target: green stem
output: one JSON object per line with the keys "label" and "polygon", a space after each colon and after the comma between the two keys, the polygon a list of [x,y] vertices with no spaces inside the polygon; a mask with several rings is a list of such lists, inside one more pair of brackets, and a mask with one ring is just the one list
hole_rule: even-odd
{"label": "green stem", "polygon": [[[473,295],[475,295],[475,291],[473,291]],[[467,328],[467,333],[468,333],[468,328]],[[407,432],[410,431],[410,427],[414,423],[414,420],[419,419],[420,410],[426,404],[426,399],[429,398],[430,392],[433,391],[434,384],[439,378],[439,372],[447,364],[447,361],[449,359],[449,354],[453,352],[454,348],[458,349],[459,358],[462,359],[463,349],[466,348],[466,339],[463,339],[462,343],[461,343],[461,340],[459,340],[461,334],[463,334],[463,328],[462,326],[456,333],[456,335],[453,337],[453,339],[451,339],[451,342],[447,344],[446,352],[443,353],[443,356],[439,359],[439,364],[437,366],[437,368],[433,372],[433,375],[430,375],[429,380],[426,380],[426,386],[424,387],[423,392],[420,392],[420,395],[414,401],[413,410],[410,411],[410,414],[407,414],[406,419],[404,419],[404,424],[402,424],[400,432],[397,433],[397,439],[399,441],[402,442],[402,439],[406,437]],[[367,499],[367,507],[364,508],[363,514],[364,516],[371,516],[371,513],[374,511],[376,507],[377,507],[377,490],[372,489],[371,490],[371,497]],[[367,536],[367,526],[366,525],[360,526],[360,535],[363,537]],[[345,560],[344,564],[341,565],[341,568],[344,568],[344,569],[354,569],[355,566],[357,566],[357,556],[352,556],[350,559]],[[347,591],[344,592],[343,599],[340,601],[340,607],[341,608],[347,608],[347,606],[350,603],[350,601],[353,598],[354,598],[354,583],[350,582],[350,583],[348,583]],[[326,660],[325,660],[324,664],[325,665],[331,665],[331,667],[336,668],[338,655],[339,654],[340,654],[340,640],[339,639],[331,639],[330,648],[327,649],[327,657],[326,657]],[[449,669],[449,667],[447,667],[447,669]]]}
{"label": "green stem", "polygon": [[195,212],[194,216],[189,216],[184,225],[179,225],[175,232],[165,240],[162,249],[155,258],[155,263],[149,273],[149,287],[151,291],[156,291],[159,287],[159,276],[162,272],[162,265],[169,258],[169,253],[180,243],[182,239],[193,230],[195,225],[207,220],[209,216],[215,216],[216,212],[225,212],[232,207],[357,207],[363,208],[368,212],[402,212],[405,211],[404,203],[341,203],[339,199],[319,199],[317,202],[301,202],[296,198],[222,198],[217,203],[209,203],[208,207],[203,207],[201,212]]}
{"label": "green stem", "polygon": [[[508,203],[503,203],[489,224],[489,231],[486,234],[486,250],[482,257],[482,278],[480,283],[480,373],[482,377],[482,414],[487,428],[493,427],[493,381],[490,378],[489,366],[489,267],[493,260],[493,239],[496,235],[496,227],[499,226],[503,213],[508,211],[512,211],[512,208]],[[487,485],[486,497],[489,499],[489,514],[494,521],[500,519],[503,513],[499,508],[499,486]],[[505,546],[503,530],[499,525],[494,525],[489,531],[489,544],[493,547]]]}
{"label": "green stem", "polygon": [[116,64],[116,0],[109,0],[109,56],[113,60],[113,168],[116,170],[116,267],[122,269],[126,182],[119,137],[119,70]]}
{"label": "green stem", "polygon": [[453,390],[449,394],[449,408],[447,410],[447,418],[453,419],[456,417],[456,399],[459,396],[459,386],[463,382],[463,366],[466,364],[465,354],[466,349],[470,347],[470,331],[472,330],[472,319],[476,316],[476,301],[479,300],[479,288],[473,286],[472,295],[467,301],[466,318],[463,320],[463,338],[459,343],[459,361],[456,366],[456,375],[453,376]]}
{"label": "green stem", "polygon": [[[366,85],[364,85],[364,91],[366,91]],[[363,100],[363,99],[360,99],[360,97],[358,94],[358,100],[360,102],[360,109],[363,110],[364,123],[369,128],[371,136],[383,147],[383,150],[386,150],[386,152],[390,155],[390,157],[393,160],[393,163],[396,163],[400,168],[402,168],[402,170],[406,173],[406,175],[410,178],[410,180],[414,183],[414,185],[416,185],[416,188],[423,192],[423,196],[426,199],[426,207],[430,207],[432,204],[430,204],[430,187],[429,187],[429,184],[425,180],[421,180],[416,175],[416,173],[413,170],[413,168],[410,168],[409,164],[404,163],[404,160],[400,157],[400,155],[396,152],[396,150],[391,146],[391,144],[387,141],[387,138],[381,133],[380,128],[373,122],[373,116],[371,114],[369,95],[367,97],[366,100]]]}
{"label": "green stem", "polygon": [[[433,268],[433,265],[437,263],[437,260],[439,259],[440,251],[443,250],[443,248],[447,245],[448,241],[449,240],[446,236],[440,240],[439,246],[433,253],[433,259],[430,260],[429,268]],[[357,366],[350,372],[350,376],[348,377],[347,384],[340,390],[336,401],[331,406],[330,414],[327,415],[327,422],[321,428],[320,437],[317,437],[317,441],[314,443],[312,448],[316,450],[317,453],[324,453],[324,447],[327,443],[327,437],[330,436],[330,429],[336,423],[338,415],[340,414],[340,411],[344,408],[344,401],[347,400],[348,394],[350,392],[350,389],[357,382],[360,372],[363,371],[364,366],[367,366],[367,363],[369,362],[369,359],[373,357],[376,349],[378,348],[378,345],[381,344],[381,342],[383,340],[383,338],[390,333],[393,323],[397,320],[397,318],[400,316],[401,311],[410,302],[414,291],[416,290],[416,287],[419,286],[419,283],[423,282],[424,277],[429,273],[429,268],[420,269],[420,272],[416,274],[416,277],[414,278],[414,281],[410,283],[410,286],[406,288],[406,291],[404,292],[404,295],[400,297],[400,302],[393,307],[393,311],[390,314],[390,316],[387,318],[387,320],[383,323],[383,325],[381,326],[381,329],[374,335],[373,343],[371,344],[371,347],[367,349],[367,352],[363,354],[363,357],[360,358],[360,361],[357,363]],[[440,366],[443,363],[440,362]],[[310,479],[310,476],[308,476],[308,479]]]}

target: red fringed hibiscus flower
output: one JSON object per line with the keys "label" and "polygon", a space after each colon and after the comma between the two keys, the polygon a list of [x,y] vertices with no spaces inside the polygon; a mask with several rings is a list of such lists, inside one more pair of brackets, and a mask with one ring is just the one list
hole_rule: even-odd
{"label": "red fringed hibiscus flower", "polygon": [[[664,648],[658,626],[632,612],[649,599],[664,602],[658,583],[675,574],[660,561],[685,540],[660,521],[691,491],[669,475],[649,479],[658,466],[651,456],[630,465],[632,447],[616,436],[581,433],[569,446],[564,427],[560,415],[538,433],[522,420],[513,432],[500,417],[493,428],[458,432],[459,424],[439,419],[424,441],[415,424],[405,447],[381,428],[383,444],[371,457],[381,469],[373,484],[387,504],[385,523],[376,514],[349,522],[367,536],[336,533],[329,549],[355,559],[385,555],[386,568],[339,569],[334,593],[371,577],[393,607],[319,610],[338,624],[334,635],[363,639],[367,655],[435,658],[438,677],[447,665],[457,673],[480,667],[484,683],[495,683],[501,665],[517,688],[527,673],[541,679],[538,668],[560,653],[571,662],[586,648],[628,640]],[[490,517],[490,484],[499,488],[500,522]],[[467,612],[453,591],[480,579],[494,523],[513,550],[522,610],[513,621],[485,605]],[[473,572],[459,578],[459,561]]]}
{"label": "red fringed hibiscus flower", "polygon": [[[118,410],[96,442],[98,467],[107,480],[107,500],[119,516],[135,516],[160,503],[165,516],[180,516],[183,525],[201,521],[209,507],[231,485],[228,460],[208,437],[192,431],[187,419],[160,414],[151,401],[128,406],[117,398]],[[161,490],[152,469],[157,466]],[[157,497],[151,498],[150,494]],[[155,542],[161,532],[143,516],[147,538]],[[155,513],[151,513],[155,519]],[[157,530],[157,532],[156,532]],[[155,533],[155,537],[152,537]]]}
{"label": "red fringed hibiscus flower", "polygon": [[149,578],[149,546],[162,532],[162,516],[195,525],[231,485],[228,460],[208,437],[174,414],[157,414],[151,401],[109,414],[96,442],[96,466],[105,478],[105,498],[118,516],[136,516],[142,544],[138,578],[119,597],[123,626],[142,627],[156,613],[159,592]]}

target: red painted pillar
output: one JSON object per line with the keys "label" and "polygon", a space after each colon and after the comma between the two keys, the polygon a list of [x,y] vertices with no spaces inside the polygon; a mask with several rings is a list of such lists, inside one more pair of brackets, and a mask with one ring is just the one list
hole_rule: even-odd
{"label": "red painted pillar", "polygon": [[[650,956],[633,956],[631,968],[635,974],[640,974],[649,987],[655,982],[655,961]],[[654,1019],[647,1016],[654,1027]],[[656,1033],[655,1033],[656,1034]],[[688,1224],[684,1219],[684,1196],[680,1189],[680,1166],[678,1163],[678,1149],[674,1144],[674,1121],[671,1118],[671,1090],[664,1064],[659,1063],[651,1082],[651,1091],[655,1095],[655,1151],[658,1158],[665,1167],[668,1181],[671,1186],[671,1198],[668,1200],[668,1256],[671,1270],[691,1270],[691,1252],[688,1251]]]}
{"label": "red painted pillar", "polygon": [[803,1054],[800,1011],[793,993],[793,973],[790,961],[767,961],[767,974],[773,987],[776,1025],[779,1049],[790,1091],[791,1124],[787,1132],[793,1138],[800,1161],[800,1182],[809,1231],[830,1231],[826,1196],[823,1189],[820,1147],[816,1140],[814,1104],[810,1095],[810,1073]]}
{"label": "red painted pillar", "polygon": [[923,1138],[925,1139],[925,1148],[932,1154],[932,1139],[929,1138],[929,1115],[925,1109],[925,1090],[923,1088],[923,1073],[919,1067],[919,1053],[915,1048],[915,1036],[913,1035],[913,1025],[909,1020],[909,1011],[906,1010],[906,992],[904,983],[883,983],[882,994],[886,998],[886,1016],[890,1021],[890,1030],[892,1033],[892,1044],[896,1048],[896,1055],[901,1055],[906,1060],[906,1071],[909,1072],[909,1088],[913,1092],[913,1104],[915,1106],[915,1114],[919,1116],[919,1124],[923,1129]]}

• • • •

- [Required task] Find "target: red painted pillar" in the data above, then repeat that line and all lines after it exactly, ending with the final line.

- [Finished task]
target: red painted pillar
output: one JSON object per line with the keys "label" and "polygon", a space after each colon and after the comma between the two keys, the polygon a list of [x,y] vertices with no spaces inside the polygon; a mask with several rings is a list of such lists, inside one more pair of brackets, and a mask with one ring is just the one list
hole_rule: even-odd
{"label": "red painted pillar", "polygon": [[[650,956],[633,956],[631,968],[635,974],[640,974],[649,987],[655,982],[655,961]],[[654,1019],[647,1016],[654,1027]],[[656,1033],[655,1033],[656,1034]],[[688,1224],[684,1219],[684,1196],[680,1189],[680,1166],[678,1163],[678,1149],[674,1144],[674,1121],[671,1118],[671,1090],[664,1064],[659,1063],[651,1082],[651,1091],[655,1095],[655,1151],[658,1158],[665,1167],[668,1181],[671,1186],[671,1198],[668,1200],[668,1256],[671,1270],[691,1270],[691,1252],[688,1251]]]}
{"label": "red painted pillar", "polygon": [[803,1054],[800,1011],[793,993],[793,973],[790,961],[767,961],[767,974],[773,987],[776,1025],[779,1049],[790,1091],[791,1124],[787,1132],[793,1138],[800,1161],[800,1182],[809,1231],[830,1231],[826,1196],[823,1189],[820,1147],[816,1140],[814,1104],[810,1095],[810,1073]]}
{"label": "red painted pillar", "polygon": [[923,1138],[925,1139],[925,1148],[932,1154],[932,1139],[929,1138],[929,1115],[925,1109],[925,1090],[923,1088],[923,1073],[919,1067],[919,1053],[915,1048],[915,1036],[913,1035],[913,1025],[909,1020],[909,1011],[906,1010],[906,992],[904,983],[883,983],[882,994],[886,998],[886,1016],[890,1021],[890,1030],[892,1033],[892,1044],[896,1048],[896,1055],[901,1055],[906,1060],[906,1071],[909,1072],[909,1088],[913,1092],[913,1104],[915,1106],[915,1114],[919,1116],[919,1124],[923,1129]]}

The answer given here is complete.